[Data entries]
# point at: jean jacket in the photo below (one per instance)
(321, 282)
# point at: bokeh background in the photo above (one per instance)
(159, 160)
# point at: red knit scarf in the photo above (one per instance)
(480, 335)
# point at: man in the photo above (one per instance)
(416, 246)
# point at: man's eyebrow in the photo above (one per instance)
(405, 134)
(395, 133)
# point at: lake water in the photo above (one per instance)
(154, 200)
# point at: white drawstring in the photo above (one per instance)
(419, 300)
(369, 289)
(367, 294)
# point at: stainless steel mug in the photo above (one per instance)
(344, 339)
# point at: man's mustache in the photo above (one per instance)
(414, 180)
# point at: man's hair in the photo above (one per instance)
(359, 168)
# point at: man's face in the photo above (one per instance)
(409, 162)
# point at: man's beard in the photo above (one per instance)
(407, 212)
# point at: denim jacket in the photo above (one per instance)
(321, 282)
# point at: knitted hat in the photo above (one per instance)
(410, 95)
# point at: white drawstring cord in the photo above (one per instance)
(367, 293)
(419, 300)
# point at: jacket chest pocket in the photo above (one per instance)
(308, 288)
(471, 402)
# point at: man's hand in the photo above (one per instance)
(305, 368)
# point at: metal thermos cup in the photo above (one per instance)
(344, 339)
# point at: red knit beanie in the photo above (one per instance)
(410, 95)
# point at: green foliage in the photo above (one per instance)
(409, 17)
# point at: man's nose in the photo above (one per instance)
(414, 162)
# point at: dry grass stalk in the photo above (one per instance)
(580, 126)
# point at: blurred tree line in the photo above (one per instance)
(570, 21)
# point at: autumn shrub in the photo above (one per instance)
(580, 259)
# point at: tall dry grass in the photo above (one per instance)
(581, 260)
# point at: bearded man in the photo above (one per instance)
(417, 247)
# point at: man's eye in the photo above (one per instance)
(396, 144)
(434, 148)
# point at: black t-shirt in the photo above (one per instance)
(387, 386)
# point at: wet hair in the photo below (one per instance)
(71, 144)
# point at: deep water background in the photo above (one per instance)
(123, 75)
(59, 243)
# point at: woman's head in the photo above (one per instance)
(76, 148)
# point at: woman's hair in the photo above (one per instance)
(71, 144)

Work instruction —
Give an exact copy of every line from the one holding "# point at: deep" through the end of the records, both included, and no other lines.

Reply —
# point at: deep water background in the photo above (one per instance)
(123, 75)
(59, 243)
# point at: woman's head in the photo above (one per instance)
(76, 148)
# point at: woman's hair in the photo above (one per instance)
(71, 144)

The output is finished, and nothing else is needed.